## WHAT NEEDS TO BE DONE
Copy out each line of the material below that contains the string "bumper". Count a line only when its letters match in case.

## DATA IN THIS EXERCISE
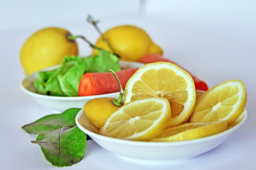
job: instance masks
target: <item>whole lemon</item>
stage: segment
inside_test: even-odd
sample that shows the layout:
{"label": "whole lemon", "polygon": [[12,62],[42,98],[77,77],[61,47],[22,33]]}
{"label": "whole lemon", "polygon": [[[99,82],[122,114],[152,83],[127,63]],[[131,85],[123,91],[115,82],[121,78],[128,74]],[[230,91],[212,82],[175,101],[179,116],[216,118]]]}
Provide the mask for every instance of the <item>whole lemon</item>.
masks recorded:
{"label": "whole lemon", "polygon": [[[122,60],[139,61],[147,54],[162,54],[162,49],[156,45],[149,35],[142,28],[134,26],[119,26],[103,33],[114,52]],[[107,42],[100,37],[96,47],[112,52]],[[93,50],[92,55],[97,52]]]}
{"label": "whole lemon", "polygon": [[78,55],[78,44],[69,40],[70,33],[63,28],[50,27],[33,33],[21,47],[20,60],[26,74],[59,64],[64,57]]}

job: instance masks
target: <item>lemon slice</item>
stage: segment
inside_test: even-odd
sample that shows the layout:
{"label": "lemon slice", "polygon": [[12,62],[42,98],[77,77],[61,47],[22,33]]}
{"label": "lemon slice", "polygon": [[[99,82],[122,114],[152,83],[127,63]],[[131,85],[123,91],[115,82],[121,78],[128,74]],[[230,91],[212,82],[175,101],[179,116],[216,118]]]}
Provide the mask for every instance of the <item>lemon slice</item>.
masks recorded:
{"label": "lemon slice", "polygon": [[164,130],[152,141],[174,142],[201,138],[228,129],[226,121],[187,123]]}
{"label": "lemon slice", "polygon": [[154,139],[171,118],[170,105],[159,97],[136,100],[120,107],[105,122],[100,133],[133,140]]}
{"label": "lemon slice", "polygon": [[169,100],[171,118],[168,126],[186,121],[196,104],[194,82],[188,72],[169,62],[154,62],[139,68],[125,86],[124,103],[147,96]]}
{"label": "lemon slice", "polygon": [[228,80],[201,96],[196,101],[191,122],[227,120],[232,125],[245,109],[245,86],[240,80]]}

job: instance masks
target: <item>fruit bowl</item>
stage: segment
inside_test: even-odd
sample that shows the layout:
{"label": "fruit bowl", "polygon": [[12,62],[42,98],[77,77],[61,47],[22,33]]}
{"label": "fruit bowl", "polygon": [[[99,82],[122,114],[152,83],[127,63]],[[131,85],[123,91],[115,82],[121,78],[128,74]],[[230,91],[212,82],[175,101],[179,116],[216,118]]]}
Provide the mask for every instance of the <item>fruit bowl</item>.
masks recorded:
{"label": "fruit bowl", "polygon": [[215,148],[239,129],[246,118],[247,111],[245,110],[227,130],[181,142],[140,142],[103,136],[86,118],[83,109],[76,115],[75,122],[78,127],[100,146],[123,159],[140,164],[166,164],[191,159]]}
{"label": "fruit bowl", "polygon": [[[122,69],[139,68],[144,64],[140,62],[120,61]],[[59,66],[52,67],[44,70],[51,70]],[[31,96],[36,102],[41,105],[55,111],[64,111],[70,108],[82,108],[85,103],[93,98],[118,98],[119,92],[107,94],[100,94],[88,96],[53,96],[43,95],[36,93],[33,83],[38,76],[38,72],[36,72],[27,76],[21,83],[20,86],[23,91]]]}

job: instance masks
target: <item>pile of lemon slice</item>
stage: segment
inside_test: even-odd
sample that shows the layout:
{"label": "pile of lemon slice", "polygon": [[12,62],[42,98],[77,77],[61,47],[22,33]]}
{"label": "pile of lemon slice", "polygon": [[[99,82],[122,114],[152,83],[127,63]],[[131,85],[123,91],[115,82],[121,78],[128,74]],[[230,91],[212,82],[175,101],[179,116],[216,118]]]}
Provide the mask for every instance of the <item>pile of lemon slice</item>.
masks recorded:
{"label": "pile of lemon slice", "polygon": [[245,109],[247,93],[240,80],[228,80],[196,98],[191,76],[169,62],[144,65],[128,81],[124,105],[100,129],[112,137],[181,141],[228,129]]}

...

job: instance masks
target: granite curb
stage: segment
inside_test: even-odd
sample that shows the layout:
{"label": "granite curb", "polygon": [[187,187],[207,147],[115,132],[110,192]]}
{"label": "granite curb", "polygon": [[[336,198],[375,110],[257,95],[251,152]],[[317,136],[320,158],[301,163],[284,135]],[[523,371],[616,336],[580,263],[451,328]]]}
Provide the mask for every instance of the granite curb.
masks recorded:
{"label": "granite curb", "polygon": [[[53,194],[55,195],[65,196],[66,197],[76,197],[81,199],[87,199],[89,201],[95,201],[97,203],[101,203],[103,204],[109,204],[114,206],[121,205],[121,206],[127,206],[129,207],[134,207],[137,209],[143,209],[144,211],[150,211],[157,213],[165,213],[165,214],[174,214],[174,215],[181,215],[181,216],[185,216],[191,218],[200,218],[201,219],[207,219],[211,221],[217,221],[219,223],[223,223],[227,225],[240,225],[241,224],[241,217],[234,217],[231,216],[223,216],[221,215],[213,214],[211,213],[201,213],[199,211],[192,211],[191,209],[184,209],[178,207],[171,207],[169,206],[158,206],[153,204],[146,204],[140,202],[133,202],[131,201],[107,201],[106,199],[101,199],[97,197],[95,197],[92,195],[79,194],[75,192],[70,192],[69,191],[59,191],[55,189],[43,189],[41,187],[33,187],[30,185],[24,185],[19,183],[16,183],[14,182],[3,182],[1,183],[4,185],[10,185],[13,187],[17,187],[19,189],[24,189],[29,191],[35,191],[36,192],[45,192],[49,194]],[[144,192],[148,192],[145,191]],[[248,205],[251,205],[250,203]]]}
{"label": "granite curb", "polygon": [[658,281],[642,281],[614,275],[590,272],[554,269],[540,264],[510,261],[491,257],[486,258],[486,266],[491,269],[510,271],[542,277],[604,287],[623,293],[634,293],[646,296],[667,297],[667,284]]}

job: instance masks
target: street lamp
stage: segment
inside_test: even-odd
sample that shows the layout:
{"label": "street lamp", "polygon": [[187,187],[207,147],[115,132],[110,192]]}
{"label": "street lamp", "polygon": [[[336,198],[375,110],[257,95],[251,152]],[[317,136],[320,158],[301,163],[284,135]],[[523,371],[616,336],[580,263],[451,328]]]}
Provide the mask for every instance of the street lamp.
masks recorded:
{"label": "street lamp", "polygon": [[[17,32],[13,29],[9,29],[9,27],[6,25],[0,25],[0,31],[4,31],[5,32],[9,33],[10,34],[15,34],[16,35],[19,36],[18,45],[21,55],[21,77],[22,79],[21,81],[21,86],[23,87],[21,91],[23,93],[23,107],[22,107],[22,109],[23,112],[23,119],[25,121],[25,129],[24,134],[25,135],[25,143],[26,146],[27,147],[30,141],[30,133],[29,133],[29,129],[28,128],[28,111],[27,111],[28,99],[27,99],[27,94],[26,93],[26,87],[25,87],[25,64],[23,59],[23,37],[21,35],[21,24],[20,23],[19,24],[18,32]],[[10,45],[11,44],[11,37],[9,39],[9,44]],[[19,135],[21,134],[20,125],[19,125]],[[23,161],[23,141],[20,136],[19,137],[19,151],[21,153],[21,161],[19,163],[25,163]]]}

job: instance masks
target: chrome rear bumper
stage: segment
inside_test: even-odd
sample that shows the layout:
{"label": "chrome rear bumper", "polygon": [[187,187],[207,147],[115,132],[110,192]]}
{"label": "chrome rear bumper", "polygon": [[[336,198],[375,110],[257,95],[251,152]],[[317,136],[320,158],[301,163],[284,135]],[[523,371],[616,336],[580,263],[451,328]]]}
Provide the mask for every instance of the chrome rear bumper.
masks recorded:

## THE REPLY
target: chrome rear bumper
{"label": "chrome rear bumper", "polygon": [[187,187],[207,147],[115,132],[110,192]]}
{"label": "chrome rear bumper", "polygon": [[[336,198],[375,110],[257,95],[251,152]],[[317,136],[320,158],[301,163],[284,135]],[[523,371],[616,336],[580,263],[451,328]]]}
Provide the mask for every instance of the chrome rear bumper.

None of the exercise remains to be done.